BRIEF:
Starting at the row with "point per instance: white rendered" and running through the last row, copy those rows with every "white" swapped for "beige" and nothing else altered.

RECORDS FOR THIS EXERCISE:
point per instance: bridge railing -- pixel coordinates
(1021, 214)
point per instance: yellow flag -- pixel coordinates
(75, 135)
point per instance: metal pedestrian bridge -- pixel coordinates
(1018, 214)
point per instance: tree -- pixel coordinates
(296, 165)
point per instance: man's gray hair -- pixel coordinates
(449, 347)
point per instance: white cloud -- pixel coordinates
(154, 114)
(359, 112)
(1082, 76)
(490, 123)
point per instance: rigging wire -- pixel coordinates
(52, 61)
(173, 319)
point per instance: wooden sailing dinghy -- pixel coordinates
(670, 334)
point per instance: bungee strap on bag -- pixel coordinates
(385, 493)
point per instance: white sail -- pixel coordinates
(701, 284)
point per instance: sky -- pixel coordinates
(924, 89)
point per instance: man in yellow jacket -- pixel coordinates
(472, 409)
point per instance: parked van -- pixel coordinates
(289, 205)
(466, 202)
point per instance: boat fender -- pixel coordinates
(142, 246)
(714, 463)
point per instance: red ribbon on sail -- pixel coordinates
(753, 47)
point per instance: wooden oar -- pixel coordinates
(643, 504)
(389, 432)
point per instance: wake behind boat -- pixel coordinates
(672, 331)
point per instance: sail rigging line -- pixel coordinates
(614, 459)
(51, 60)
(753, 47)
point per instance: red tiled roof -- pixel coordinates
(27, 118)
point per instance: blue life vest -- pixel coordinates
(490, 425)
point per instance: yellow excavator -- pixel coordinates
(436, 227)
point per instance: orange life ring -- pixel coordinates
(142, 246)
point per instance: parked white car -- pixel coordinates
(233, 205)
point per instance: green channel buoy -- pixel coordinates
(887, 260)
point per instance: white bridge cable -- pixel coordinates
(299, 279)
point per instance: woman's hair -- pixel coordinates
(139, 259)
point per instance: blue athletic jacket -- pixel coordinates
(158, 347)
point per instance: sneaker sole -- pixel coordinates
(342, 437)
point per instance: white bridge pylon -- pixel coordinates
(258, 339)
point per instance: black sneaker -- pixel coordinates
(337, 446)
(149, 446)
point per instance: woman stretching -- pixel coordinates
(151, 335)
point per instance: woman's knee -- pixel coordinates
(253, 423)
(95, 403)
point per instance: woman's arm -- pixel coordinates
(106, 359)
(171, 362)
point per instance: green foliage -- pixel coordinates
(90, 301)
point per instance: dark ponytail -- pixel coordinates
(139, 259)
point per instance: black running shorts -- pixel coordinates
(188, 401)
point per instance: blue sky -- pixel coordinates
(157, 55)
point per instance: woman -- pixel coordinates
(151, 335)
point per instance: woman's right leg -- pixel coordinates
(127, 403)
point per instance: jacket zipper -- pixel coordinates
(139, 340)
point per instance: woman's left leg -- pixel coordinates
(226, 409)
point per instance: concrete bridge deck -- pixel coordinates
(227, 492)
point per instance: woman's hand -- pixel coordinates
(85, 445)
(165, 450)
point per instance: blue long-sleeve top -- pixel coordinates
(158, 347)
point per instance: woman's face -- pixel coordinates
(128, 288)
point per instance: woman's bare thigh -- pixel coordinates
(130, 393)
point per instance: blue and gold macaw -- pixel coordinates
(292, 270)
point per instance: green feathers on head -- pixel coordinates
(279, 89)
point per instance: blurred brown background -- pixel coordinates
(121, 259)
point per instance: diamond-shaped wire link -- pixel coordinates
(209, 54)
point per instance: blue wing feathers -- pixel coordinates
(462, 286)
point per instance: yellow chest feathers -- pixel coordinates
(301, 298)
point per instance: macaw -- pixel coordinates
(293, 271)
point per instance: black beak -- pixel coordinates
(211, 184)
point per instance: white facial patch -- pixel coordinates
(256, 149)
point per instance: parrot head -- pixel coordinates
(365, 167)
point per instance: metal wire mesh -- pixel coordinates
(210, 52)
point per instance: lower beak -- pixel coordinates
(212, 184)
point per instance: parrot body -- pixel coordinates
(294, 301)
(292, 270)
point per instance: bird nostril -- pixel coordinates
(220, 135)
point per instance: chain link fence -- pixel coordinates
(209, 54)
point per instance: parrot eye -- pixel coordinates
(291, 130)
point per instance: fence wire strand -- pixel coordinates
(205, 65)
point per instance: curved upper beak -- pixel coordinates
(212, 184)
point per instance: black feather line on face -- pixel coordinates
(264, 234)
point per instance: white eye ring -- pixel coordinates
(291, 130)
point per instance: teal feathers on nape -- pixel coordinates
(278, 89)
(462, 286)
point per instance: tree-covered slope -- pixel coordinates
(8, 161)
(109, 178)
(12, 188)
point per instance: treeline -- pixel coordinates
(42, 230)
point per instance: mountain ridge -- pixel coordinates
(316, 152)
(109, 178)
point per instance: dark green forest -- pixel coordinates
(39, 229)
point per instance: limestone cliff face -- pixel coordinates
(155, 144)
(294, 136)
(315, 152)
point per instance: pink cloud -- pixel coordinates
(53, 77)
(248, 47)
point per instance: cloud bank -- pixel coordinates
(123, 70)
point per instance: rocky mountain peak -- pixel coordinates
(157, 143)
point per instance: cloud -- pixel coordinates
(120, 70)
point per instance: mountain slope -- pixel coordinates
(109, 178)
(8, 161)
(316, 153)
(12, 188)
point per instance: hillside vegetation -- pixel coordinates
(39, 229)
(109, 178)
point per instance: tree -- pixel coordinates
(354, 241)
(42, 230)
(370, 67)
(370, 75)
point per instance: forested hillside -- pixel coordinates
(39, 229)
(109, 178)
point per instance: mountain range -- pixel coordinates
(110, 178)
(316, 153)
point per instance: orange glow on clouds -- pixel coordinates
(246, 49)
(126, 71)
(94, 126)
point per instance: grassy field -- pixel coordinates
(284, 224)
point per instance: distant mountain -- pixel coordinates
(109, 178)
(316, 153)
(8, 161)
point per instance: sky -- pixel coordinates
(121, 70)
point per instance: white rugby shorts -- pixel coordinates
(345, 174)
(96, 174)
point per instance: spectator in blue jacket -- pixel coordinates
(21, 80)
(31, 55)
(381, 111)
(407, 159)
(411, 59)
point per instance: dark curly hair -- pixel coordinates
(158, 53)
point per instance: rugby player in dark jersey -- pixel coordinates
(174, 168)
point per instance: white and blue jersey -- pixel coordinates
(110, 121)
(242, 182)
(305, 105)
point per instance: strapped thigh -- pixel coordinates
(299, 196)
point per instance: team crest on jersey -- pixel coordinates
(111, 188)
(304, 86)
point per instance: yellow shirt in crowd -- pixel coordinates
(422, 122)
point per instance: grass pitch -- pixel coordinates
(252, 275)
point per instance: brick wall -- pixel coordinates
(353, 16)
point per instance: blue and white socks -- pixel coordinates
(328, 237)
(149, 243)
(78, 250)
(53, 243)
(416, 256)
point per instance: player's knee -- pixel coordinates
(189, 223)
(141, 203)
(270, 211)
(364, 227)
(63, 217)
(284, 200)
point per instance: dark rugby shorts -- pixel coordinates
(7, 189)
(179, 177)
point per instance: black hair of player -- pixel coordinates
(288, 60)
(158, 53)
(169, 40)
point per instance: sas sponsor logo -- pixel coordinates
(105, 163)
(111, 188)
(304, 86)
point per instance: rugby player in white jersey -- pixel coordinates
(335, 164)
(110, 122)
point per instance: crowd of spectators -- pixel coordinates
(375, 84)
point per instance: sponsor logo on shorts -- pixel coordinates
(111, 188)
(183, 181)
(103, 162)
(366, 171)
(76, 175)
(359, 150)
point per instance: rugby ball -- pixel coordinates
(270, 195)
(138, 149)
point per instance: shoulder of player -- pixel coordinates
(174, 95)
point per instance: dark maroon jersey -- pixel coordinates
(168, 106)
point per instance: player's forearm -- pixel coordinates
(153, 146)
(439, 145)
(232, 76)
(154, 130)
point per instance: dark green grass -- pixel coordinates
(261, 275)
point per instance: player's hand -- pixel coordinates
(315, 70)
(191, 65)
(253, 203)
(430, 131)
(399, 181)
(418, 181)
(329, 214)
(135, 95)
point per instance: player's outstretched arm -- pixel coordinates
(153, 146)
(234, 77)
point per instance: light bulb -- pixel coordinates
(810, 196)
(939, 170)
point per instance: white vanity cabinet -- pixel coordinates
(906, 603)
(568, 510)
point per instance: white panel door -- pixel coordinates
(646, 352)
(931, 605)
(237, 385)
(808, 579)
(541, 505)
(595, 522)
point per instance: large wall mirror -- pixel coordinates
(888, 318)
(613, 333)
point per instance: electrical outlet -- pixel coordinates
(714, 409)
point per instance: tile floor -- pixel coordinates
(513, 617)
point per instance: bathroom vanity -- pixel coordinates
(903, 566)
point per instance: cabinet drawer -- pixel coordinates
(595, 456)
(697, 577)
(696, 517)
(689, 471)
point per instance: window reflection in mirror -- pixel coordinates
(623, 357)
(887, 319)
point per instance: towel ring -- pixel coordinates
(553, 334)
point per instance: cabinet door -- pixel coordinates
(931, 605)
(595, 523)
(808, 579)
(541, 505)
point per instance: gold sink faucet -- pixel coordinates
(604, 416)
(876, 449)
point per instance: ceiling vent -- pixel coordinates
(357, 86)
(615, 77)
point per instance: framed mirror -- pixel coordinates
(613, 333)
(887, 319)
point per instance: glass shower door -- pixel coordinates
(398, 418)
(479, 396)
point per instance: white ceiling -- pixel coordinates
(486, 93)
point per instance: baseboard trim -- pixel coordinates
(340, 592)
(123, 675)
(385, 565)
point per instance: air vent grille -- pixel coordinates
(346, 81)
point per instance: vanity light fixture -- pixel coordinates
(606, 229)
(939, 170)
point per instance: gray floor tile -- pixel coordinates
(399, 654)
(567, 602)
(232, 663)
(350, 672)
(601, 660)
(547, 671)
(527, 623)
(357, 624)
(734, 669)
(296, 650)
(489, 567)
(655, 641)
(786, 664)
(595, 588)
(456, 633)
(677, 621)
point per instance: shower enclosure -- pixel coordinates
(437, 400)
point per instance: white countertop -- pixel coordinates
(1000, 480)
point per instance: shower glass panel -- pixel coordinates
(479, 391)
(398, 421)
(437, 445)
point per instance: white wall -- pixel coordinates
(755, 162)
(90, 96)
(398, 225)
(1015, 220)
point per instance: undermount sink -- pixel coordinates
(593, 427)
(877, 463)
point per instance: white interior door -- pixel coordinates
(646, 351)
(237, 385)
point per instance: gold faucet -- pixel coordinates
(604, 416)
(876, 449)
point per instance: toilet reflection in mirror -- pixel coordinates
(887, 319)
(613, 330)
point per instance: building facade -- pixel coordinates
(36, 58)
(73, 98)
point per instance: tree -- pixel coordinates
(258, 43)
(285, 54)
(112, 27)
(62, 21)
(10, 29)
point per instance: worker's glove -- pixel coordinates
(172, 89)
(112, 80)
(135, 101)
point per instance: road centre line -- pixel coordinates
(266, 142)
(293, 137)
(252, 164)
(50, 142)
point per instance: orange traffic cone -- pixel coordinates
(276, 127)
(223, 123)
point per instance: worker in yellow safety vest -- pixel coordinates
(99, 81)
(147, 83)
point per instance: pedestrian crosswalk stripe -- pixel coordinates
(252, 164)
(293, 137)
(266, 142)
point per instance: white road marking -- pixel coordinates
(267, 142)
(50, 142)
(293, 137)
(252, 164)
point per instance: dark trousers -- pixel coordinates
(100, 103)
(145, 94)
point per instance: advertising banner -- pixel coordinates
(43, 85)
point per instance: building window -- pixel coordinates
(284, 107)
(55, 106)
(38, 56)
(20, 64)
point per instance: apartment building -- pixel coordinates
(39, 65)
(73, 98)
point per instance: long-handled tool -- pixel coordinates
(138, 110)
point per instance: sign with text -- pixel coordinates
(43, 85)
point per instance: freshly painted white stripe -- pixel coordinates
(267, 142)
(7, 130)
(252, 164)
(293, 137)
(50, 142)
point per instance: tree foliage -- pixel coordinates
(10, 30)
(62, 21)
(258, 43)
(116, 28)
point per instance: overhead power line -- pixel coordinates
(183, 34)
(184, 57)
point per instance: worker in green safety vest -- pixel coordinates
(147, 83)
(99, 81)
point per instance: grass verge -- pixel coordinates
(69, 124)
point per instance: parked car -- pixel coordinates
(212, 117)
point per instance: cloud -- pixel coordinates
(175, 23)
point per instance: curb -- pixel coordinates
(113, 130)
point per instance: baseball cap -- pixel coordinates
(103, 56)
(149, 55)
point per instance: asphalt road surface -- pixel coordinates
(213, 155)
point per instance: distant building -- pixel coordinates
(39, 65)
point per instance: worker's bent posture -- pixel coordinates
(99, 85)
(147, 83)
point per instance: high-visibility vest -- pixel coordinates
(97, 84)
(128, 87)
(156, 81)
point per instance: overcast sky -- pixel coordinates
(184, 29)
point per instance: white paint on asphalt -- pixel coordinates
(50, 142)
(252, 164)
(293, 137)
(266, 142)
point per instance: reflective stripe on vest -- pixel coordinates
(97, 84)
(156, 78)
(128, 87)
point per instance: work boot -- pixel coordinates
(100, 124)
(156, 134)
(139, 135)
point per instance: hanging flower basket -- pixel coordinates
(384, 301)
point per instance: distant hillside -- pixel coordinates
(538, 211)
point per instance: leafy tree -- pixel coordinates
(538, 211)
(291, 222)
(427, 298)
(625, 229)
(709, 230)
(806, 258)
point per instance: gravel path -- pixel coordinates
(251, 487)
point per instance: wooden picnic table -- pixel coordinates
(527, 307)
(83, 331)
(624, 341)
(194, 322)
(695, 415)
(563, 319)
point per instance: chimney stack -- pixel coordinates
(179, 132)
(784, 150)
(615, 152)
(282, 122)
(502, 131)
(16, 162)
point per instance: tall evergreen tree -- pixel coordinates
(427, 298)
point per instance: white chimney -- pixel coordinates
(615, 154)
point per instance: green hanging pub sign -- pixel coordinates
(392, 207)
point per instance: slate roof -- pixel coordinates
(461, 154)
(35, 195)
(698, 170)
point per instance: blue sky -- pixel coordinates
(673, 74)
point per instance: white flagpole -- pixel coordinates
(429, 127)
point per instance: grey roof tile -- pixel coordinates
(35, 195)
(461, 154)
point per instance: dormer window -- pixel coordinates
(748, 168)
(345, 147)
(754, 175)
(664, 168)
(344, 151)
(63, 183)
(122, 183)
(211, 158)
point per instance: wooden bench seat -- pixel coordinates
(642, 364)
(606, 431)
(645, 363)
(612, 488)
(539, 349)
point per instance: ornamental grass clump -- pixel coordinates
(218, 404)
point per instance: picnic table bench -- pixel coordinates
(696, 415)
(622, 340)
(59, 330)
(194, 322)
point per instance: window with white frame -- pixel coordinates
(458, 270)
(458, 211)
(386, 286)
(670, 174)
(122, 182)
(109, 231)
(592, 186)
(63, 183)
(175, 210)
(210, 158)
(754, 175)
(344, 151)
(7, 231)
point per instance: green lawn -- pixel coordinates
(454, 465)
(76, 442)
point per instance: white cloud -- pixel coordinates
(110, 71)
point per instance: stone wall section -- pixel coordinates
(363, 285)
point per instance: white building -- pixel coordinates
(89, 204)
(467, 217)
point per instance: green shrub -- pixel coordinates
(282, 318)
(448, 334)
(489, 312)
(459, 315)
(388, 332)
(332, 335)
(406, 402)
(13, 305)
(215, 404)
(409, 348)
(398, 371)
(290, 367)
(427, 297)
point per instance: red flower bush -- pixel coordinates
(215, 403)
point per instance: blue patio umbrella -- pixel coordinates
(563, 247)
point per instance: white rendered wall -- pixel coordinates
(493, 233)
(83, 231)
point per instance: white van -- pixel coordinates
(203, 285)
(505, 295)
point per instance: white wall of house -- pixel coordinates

EXERCISE SOLUTION:
point per instance: beige rendered wall -- pixel coordinates
(493, 233)
(83, 231)
point per instance: beige van -- pixel coordinates
(203, 285)
(505, 295)
point per instance: beige wall of house -- pixel coordinates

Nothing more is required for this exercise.